▶ GIVEN TASK 1
Answer these questions about the reflection below:
(a) Which cities does the Bible give as the typical cities of sin?
(b) What is the book, chapter, and verse reference given for Reading 1?
(c) At what time of day did the angels push Lot to get going?

▶ SOURCE
————

Tuesday of the Thirteenth Week in Ordinary Time
IN WIND AND STORM
The Bible gives us Sodom and Gomorrah as the typical cities of sin.
We have to recognize the Lord’s presence and to keep trusting in him, when storms rage within us and in our world as they threaten to engulf us and make us ask: “Lord, where are you?” These may be the storms of temptation, of doubts and fears regarding the faith, of threatened loyalty. The winds of change too, may be howling typhoons tossing the bark of the Church around, before we can enter the calm waters of a renewed Church. The Lord is there, we should not be afraid.
Reading 1: Gn 19:15-29
15 At break of day, the angels pushed Lot to get going, “Hurry. Get your wife and two daughters out of here before it’s too late and you’re caught in the punishment of the city.”
16-17 Lot was dragging his feet. The men grabbed Lot’s arm, and the arms of his wife and daughters—God was so merciful to them!—and dragged them to safety outside the city. When they had them outside, Lot was told, “Now run for your life! Don’t look back! Don’t stop anywhere on the plain—run for the hills or you’ll be swept away.”
18-20 But Lot protested, “No, masters, you can’t mean it! I know that you’ve taken a liking to me and have done me an immense favor in saving my life, but I can’t run for the mountains—who knows what terrible thing might happen to me in the mountains and leave me for dead. Look over there—that town is close enough to get to. It’s a small town, hardly anything to it. Let me escape there and save my life—it’s a mere wide place in the road.”

————

[Dataset records about object locations]
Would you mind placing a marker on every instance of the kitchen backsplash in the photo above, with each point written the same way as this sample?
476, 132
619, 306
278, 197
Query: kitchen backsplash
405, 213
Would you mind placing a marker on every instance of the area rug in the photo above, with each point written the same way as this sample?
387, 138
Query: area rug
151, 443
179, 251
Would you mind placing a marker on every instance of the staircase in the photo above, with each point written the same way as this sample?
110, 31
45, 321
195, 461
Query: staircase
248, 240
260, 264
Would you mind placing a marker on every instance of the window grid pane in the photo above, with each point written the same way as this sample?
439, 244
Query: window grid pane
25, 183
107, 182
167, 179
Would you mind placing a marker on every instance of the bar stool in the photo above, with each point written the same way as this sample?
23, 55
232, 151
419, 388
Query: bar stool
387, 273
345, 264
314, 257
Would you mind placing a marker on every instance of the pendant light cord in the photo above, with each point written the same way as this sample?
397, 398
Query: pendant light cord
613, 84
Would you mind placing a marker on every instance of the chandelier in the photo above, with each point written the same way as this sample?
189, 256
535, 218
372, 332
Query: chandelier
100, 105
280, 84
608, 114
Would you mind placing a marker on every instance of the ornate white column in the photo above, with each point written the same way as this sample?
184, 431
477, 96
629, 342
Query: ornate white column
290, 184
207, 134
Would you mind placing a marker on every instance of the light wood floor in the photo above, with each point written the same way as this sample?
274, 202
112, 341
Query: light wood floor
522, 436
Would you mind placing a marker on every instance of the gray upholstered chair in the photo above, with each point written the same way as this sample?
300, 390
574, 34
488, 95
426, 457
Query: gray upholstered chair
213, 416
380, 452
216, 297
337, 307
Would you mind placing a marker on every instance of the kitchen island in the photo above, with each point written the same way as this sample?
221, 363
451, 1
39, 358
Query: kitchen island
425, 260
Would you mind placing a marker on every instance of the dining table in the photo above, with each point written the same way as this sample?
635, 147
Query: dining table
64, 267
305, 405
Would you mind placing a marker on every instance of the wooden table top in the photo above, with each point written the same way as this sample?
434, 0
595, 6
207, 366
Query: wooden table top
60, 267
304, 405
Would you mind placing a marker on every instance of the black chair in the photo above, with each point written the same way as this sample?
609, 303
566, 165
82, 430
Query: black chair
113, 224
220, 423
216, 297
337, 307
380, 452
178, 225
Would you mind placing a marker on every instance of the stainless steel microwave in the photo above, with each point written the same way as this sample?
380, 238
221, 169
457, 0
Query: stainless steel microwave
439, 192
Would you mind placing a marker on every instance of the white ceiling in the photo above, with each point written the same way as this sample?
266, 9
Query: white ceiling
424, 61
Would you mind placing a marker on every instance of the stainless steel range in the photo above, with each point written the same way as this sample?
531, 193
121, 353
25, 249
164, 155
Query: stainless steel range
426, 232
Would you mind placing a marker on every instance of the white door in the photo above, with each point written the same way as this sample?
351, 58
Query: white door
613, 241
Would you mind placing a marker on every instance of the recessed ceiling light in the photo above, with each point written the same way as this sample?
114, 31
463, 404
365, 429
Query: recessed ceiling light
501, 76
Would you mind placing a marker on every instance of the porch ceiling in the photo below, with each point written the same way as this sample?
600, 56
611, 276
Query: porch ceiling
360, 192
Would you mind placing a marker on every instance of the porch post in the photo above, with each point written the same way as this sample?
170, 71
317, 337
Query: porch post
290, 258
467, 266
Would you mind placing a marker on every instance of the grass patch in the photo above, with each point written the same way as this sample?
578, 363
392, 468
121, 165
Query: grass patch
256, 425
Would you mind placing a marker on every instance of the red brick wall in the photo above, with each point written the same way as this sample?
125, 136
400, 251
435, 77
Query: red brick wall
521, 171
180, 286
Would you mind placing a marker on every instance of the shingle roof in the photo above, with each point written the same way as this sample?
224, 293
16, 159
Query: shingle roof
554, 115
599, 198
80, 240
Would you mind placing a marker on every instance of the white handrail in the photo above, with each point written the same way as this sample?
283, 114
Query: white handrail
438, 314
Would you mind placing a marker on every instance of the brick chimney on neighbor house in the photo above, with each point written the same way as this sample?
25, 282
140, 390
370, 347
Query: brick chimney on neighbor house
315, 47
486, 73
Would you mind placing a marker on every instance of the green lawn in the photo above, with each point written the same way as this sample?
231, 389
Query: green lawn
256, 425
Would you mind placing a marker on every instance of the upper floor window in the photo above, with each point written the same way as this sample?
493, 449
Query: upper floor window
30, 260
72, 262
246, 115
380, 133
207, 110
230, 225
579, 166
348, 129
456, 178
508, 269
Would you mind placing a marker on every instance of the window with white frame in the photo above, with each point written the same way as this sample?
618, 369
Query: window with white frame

————

▶ GIVEN TASK 2
Select every line of the entries above that contains the word "ornate" and copy each one out.

▶ WRITTEN ANSWER 1
(a) Sodom and Gomorrah
(b) Gn 19:15-29
(c) At break of day

▶ WRITTEN ANSWER 2
Would you mind placing a marker on every instance of the ornate white column in the photo above, with each point written the same way as this sample?
Query: ornate white column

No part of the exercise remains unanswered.